→ Stored data entries:
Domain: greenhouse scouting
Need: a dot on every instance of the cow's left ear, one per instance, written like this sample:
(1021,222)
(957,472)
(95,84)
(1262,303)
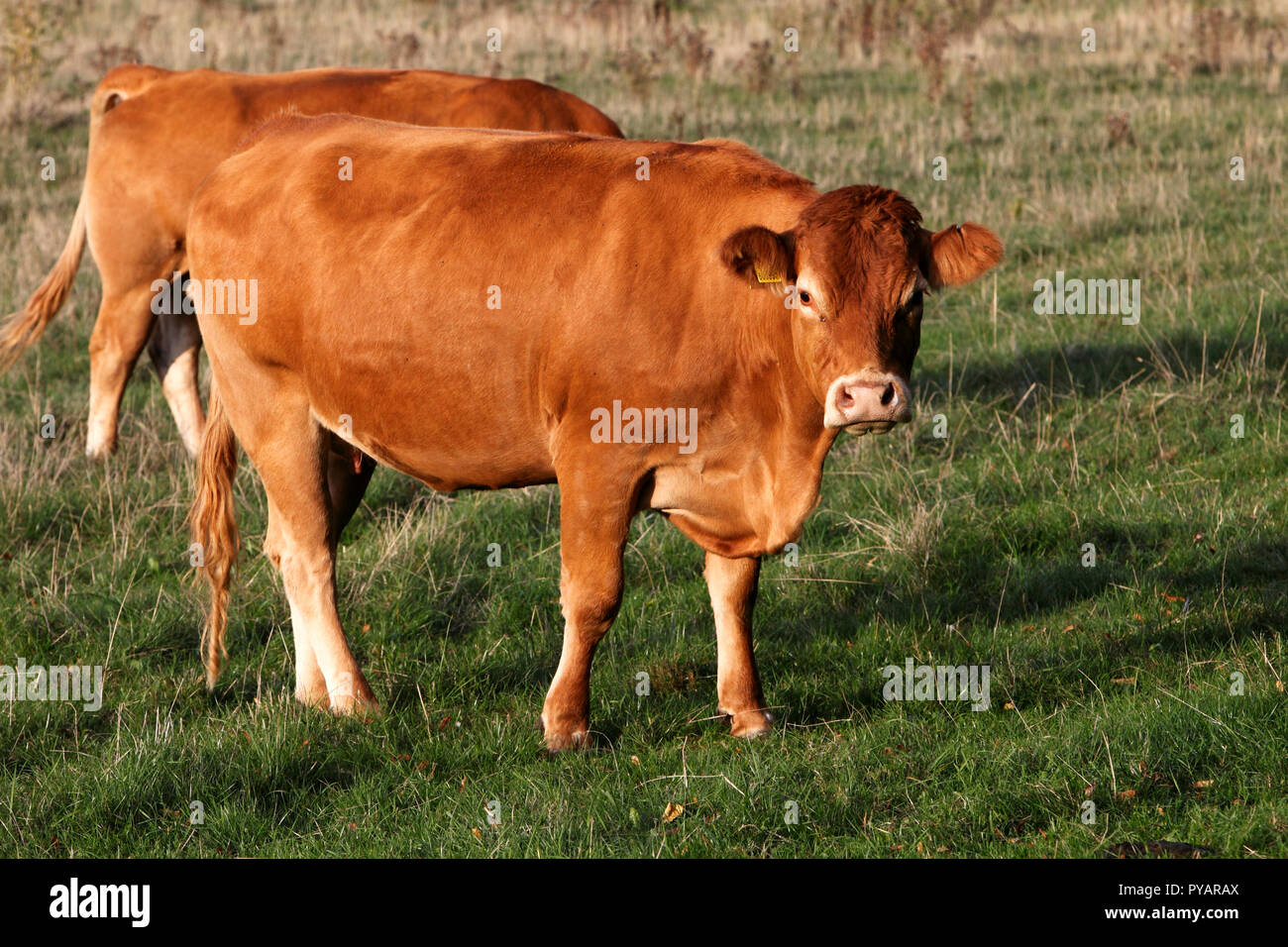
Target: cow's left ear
(960,254)
(760,256)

→ TASK ITEM: Transcribe the records word for word and include no pictures.

→ REPLY TO THE TASK:
Domain: greenhouse scouting
Need: a dot on every instance of the cow's left ear, one per instance, written like this sample:
(1021,222)
(957,472)
(95,84)
(1262,303)
Target: cow's left ear
(960,254)
(760,256)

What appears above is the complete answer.